Slashdot Mirror


Overview of the BSDs

zeekiorage writes "A good informative article about the various BSD OSs, their legacy, philosophy and importance on the ExtremeTech web site. Excerpt from the article: 'Nowadays, the term 'The BSDs' refers to the family of operating systems which were derived, to a greater or lesser extent, from BSD. The five best known BSDs are FreeBSD, NetBSD, OpenBSD, BSD/OS, and Darwin (which serves as the foundation for Apple's MacOS X). But virtually all modern operating systems -- from Windows to BeOS to Linux -- rely on crucial BSD code to run.'"

13 of 399 comments (clear)

  1. BSD by glamslam · · Score: 5, Interesting

    I've always wondered why Linux gets the mainstream press and BSD is not well known. Is it the licence???

    1. Re:BSD by Krow10 · · Score: 5, Interesting
      Blockquoth the poster:
      Linux had timing. BSD has been around much longer, and its much more mature than Linux. Linux has GREAT marketing, BSD has (basically) none.

      Its not about the technology, but about the marketing, the timing, and the media's embrace.

> [Stated task]:
Quote the passage of the Slashdot post on the BSDs that begins with the words containing "1. BSD by glamslam" and ends with "has (basically) none.".

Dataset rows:
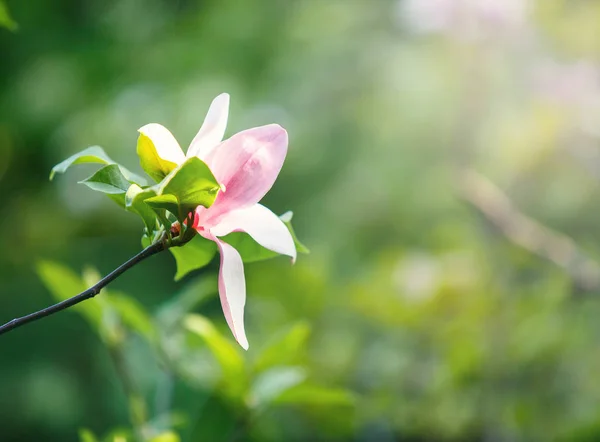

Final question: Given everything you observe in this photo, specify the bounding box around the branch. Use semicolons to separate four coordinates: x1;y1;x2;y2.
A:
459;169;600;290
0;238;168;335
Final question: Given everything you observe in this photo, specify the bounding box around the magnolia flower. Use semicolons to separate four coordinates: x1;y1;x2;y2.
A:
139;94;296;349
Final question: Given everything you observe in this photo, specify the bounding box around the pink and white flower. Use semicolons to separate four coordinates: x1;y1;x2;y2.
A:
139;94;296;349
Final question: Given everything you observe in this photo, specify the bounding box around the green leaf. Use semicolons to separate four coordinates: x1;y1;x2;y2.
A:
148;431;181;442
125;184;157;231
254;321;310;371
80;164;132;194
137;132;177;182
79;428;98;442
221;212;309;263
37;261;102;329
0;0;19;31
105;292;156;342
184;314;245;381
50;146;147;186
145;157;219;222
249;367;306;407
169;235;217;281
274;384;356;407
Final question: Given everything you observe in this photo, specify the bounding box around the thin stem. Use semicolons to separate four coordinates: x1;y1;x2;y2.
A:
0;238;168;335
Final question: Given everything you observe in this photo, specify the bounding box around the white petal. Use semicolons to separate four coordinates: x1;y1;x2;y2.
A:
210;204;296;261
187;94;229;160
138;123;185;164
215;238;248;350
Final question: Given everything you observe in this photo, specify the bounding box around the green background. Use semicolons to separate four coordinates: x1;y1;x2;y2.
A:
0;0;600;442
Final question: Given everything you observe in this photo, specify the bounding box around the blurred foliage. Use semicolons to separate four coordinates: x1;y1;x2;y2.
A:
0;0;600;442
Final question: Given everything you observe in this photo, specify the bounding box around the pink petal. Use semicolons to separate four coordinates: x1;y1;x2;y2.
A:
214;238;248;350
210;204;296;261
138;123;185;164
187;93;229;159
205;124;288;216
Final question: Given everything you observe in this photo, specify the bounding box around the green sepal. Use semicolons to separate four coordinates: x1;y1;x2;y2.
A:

> [Problem solution]:
1. BSD by glamslam · · Score: 5, Interesting

    I've always wondered why Linux gets the mainstream press and BSD is not well known. Is it the licence???

    1. Re:BSD by Krow10 · · Score: 5, Interesting
      Blockquoth the poster:
      Linux had timing. BSD has been around much longer, and its much more mature than Linux. Linux has GREAT marketing, BSD has (basically) none.